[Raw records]
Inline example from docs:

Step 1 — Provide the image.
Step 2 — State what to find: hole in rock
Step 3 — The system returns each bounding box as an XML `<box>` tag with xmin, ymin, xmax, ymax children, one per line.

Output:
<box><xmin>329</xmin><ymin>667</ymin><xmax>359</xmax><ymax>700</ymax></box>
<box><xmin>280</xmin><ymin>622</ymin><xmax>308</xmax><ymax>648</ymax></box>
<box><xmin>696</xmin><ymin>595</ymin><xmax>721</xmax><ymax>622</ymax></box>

The task:
Copy out the items again, changing "Output" to "Result" and leaving everything else as it is.

Output below:
Inline example from docs:

Step 1 — Provide the image.
Step 2 — State what to find: hole in rock
Step 3 — The system returns each bounding box as an XML `<box>` tag with xmin, ymin, xmax, ymax children, one per line.

Result:
<box><xmin>329</xmin><ymin>667</ymin><xmax>359</xmax><ymax>700</ymax></box>
<box><xmin>280</xmin><ymin>622</ymin><xmax>308</xmax><ymax>648</ymax></box>
<box><xmin>696</xmin><ymin>595</ymin><xmax>721</xmax><ymax>622</ymax></box>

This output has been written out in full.